▸ Instruction
Filter the listing below down to the lines that contain the string "water", copying each such line in full.

===== Provided records

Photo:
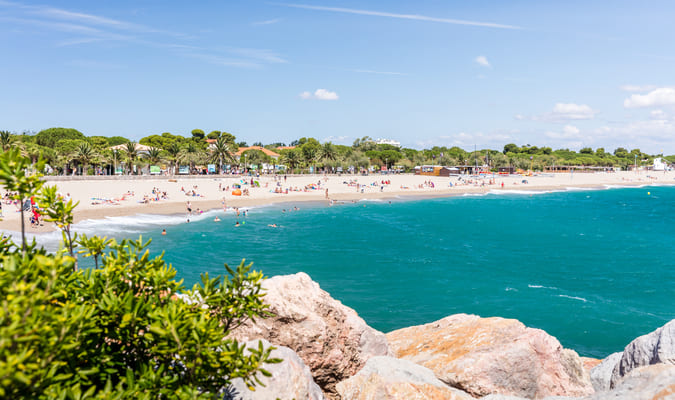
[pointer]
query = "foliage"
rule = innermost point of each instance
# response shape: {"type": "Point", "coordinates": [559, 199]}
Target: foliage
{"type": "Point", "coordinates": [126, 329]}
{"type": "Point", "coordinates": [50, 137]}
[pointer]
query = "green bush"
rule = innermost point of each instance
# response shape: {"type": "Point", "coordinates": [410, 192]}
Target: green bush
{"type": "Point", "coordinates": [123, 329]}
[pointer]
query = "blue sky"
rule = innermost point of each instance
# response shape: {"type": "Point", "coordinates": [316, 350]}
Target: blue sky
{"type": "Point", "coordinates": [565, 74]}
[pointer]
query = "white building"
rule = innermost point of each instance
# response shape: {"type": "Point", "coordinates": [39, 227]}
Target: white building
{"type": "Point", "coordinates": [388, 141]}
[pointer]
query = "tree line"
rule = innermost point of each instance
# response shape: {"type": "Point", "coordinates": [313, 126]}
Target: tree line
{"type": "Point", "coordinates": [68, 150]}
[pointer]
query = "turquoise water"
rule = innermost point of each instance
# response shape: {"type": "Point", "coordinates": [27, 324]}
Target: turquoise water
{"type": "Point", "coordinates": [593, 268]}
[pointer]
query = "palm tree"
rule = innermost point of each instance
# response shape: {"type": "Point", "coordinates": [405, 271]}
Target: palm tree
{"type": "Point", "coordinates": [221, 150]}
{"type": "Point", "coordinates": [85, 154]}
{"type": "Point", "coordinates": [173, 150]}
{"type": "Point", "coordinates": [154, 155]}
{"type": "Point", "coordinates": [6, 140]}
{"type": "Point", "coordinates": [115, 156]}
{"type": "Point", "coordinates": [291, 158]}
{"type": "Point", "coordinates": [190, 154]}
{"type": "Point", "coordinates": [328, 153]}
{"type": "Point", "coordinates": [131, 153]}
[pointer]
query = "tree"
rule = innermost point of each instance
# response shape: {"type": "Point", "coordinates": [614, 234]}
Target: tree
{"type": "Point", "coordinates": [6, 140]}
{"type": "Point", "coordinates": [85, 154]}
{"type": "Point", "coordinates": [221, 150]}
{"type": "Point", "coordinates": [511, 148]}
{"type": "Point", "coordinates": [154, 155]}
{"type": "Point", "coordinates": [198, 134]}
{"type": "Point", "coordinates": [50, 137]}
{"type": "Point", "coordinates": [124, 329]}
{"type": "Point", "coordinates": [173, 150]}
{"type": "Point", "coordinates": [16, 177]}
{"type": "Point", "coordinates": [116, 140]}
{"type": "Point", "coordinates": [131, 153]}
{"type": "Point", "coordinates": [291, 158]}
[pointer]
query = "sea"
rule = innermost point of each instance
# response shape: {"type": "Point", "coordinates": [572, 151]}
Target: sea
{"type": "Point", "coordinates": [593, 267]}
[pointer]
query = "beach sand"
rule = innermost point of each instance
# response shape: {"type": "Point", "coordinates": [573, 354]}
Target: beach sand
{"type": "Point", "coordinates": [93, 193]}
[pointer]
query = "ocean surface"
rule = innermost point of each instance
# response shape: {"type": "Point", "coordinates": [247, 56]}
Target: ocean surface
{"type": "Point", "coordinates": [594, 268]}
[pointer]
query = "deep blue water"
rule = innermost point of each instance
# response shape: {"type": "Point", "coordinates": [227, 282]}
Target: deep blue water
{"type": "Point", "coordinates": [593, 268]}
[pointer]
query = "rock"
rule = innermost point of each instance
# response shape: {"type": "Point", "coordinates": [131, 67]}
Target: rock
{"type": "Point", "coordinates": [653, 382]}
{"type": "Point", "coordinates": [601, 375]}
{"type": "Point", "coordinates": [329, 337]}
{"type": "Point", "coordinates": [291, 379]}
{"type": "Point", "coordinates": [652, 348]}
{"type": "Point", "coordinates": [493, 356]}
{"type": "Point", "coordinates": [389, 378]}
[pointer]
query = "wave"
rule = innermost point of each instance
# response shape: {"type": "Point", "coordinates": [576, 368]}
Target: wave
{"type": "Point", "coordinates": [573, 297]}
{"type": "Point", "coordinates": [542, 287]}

==========
===== Provided records

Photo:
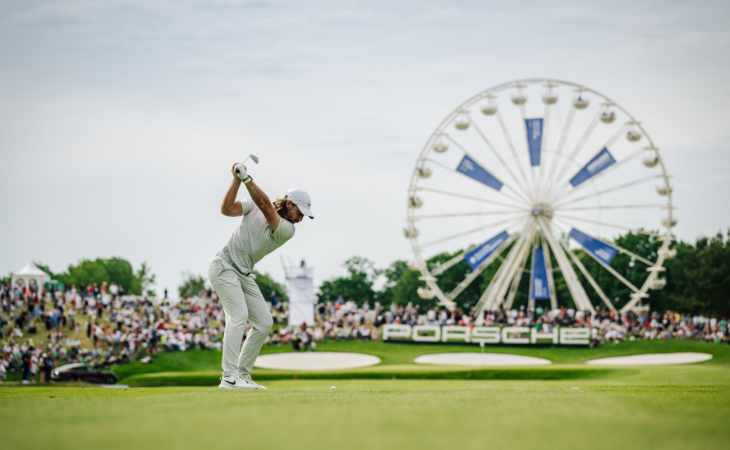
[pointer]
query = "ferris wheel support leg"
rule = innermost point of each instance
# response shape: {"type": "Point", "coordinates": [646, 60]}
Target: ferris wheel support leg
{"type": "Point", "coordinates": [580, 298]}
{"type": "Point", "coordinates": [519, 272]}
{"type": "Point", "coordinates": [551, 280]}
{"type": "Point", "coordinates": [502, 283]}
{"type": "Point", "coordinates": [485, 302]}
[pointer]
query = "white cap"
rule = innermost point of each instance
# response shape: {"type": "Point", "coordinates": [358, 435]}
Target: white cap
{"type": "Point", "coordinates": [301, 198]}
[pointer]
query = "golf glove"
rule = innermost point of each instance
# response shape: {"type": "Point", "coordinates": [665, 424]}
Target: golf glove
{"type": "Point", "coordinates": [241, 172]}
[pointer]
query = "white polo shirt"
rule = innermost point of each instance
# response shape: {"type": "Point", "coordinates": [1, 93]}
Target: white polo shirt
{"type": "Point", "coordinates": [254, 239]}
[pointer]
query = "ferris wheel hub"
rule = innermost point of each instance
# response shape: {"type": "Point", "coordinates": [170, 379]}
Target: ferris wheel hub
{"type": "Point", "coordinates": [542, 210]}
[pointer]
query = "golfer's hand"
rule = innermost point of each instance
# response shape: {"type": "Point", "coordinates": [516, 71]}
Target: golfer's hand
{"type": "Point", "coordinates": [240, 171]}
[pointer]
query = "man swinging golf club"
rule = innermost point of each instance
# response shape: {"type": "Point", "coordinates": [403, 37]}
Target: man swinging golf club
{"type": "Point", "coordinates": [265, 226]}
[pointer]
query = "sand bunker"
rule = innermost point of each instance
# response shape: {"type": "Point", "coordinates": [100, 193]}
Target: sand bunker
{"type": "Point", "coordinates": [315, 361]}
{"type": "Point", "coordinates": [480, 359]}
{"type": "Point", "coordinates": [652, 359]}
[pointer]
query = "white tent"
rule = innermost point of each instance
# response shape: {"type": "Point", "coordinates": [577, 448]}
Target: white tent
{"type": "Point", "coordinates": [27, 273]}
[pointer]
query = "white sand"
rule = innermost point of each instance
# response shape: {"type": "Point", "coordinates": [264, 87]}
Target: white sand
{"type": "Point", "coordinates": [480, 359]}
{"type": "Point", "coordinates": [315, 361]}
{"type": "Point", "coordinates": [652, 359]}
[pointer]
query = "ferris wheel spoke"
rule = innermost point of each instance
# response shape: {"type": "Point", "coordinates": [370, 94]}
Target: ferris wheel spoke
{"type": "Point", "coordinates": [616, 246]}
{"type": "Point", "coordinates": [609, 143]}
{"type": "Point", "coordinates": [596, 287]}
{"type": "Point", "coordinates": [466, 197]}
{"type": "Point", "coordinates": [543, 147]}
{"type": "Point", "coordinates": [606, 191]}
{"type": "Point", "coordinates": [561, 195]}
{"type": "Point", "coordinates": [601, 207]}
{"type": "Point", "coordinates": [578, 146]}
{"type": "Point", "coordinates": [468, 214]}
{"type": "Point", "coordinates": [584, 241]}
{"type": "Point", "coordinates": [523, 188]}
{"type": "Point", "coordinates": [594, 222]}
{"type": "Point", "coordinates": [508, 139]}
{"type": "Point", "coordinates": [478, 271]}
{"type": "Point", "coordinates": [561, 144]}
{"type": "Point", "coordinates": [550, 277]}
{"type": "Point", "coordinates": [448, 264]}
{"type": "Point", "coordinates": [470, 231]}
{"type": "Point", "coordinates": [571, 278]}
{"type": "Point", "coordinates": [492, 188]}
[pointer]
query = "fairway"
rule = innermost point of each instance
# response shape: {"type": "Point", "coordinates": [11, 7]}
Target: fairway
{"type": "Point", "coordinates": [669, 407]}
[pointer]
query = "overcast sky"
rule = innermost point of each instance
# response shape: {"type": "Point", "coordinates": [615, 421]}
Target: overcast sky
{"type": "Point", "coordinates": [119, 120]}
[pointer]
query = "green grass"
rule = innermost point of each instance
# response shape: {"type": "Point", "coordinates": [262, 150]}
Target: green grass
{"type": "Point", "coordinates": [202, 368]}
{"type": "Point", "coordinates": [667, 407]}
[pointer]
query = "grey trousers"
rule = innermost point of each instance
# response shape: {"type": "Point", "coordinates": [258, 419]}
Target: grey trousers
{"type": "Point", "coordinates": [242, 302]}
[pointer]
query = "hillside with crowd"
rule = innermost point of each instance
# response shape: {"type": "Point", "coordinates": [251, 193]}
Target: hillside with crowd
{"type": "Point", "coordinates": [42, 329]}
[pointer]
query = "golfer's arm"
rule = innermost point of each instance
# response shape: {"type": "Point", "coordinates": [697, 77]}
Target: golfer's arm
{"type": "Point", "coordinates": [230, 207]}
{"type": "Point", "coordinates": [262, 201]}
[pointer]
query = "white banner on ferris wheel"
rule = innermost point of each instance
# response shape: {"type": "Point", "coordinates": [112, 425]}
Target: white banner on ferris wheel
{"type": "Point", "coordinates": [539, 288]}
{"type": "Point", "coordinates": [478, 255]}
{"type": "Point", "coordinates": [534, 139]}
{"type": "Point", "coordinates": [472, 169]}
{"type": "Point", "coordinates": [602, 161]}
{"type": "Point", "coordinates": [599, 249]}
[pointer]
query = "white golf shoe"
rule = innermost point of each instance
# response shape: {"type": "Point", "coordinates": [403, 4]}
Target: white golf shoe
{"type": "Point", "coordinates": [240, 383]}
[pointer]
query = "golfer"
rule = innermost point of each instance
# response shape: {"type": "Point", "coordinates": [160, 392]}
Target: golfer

==========
===== Provided records

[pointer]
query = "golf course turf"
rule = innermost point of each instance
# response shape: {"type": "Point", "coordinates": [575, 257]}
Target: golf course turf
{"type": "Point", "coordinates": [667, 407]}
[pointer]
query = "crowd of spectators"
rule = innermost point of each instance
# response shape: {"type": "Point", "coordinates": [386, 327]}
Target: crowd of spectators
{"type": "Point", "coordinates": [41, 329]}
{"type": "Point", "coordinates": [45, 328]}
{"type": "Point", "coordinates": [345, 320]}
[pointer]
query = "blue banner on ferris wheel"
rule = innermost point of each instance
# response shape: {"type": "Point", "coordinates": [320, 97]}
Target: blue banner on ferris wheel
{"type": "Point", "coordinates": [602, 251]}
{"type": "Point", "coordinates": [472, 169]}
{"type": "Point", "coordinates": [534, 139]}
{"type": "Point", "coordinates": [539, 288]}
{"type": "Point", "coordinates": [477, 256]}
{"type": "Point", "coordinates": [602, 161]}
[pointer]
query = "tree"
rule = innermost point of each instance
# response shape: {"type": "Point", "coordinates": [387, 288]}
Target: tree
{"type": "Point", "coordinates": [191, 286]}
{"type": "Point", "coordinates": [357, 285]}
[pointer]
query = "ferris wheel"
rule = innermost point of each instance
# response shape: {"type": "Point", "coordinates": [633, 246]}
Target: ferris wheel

==========

▸ Written reply
query = "turquoise water"
Target: turquoise water
query = "deep blue water"
Target: deep blue water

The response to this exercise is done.